(Records from a point labeling set)

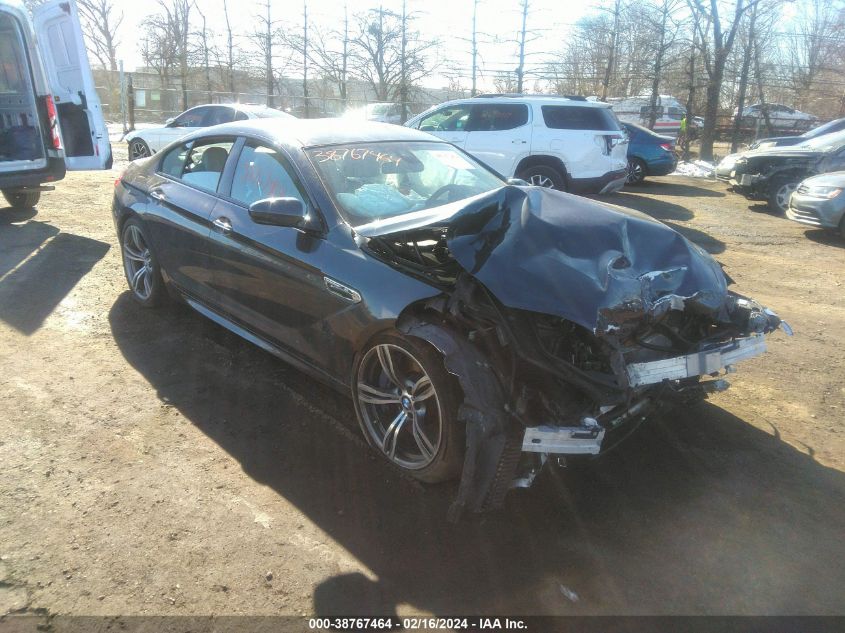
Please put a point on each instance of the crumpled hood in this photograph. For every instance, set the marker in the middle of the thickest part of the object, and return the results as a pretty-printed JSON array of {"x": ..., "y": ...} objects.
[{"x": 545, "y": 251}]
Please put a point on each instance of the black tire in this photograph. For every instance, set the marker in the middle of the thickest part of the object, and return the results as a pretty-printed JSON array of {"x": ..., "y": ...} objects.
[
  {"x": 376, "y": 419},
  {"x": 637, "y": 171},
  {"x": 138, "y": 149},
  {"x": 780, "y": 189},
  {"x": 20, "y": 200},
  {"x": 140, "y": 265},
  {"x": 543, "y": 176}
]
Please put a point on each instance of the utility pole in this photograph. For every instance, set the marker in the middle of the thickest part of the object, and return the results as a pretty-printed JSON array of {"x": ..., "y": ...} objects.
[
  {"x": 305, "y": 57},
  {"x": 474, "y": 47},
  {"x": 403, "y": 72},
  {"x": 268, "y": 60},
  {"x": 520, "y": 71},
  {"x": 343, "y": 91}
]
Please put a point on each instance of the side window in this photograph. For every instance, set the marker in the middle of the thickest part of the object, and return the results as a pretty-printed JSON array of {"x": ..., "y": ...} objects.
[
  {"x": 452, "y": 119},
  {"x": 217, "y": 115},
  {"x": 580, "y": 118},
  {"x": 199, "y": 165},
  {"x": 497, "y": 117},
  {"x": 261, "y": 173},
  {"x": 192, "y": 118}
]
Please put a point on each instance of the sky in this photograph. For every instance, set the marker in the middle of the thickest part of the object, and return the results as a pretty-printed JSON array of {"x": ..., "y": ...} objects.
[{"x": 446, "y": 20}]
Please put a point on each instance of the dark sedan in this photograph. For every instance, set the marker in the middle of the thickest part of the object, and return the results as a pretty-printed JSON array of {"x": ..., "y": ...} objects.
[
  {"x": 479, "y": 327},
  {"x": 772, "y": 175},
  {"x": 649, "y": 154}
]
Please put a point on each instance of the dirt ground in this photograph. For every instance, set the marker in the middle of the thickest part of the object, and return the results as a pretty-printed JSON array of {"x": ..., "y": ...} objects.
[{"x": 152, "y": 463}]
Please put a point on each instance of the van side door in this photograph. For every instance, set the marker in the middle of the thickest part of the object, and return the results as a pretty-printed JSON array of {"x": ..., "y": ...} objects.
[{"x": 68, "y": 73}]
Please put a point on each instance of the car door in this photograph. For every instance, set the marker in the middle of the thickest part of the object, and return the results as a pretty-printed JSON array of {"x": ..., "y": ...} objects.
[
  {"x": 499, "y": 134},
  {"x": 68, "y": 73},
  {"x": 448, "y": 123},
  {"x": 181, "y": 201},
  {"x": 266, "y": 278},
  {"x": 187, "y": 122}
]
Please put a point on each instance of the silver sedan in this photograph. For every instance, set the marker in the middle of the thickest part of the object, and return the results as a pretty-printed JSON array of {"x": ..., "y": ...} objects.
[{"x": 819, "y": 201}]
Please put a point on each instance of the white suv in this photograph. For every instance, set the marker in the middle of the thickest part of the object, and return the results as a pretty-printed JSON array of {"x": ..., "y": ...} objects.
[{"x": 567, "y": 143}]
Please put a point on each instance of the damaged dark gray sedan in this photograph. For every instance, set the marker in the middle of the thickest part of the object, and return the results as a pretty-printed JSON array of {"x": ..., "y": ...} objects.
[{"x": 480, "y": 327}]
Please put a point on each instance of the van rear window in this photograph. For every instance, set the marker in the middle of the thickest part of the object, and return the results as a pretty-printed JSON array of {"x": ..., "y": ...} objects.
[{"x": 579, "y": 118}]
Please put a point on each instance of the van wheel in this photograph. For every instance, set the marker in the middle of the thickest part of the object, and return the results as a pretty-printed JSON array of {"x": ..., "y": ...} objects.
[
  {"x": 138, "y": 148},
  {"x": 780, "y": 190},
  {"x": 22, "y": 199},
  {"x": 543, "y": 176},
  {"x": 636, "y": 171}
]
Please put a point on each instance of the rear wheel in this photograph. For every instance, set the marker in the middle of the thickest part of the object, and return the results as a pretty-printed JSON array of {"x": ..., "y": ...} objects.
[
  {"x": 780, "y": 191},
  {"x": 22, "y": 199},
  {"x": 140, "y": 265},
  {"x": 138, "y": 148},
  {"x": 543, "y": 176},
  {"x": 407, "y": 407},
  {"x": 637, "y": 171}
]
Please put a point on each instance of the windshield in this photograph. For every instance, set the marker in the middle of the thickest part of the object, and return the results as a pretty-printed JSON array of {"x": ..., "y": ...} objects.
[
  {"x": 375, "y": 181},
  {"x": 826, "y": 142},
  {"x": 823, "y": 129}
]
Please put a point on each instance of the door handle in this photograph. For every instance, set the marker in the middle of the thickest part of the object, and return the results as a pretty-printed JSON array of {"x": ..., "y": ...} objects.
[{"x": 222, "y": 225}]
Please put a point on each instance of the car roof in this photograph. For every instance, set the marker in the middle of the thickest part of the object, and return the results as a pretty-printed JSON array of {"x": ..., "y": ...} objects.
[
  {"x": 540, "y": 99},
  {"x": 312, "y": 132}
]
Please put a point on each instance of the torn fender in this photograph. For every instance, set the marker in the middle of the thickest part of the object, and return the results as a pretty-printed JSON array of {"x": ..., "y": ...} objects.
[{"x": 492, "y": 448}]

==

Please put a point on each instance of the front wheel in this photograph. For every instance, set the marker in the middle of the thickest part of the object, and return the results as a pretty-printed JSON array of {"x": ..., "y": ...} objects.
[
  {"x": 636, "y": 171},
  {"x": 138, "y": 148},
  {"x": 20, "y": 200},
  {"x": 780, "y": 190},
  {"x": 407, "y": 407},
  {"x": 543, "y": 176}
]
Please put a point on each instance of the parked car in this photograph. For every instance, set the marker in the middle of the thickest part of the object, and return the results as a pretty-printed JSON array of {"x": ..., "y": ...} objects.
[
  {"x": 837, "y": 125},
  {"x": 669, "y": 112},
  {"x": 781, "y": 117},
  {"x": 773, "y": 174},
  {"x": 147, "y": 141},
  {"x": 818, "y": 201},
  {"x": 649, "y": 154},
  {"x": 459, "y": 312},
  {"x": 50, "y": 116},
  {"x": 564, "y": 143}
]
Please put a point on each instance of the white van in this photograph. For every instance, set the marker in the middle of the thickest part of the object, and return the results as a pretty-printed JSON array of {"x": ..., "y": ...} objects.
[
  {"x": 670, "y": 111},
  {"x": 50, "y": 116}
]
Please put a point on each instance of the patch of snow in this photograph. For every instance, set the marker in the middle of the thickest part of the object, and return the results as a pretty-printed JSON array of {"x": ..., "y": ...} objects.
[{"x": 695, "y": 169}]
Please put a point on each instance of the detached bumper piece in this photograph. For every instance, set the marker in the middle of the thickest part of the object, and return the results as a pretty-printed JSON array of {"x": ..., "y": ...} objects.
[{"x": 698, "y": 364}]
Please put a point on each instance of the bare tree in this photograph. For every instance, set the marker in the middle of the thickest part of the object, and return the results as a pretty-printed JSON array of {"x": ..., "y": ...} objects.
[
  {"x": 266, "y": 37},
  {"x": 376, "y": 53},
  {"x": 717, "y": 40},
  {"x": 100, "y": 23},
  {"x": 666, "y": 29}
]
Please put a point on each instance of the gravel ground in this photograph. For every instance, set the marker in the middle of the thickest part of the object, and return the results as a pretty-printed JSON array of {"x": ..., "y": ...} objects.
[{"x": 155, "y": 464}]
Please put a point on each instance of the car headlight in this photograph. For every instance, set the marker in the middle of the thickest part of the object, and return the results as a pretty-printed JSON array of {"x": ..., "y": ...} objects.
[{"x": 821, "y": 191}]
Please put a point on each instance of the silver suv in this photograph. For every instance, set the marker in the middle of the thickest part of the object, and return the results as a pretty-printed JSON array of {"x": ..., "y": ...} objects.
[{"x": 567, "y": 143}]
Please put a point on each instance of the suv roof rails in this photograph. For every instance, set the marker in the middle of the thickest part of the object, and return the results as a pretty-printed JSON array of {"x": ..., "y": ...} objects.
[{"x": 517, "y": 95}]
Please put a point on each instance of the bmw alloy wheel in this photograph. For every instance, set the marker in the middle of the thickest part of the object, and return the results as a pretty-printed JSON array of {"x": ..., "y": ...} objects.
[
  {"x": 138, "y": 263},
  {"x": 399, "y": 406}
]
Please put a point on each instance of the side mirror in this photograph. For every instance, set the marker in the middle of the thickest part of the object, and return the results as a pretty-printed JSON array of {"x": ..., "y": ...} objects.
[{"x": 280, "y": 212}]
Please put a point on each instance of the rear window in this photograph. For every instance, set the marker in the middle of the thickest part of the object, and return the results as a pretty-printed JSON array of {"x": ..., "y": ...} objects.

---

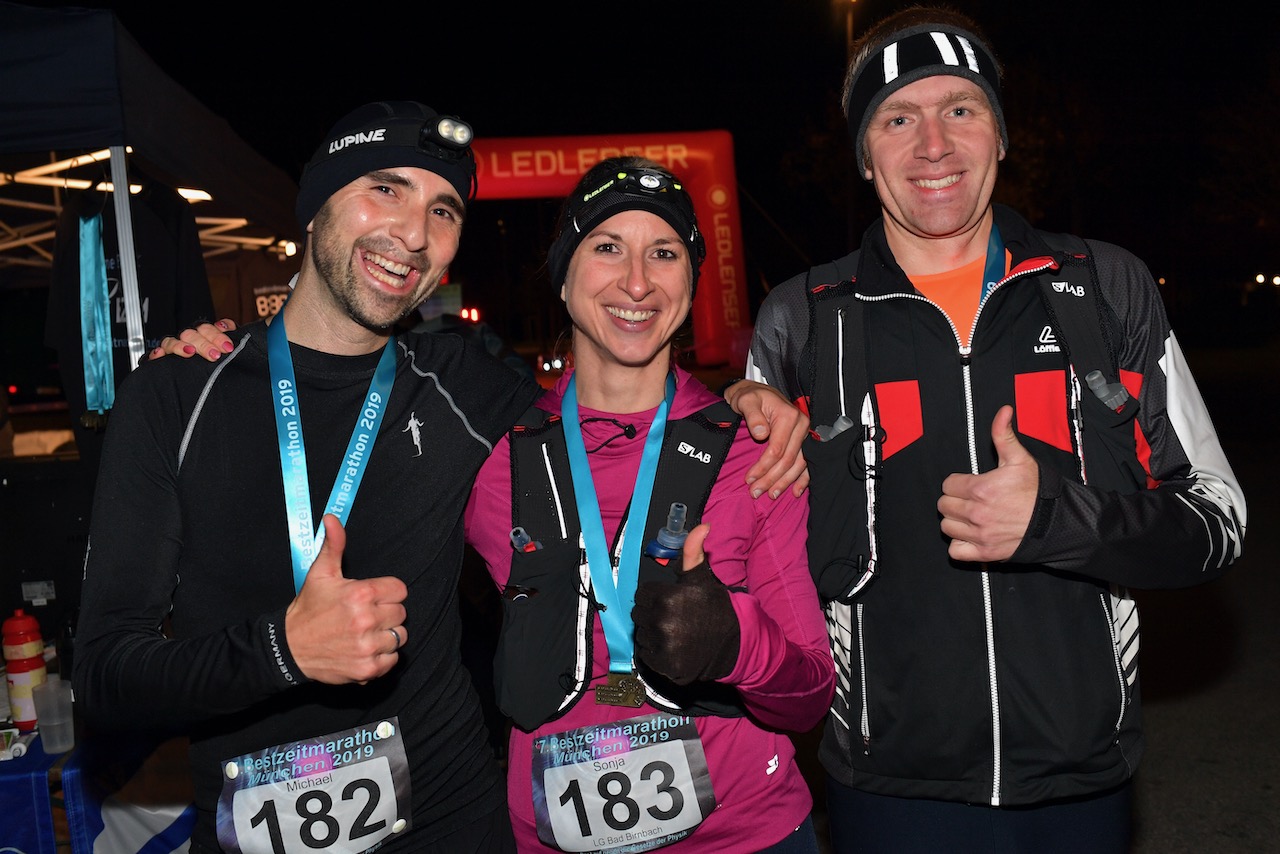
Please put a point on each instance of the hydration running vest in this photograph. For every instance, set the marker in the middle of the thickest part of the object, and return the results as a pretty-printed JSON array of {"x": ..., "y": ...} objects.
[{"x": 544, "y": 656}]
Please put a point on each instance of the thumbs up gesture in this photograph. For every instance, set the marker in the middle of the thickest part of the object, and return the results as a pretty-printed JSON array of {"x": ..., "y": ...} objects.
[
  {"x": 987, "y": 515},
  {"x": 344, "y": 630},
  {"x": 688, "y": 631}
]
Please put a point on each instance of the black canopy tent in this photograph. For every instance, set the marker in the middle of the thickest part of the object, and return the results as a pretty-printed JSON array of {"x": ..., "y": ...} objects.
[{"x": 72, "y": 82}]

Stated task =
Pick out every line of the items above that contains the word "white", and copy each one in full. Case counts, so match capital and small letters exactly.

Reply to the task =
Please put a point on each instance of the white suv in this photograph. For every instance, set the marker in the middle of the thickest part of the object, and return the results as a pretty-printed JSON array of {"x": ..., "y": ...} objects.
Please put a point on each instance of the white van in this photograph. For every instance, set the marker in the middle of the thickest part of the object, and return the results as a pretty-printed JSON array of {"x": ..., "y": ...} objects.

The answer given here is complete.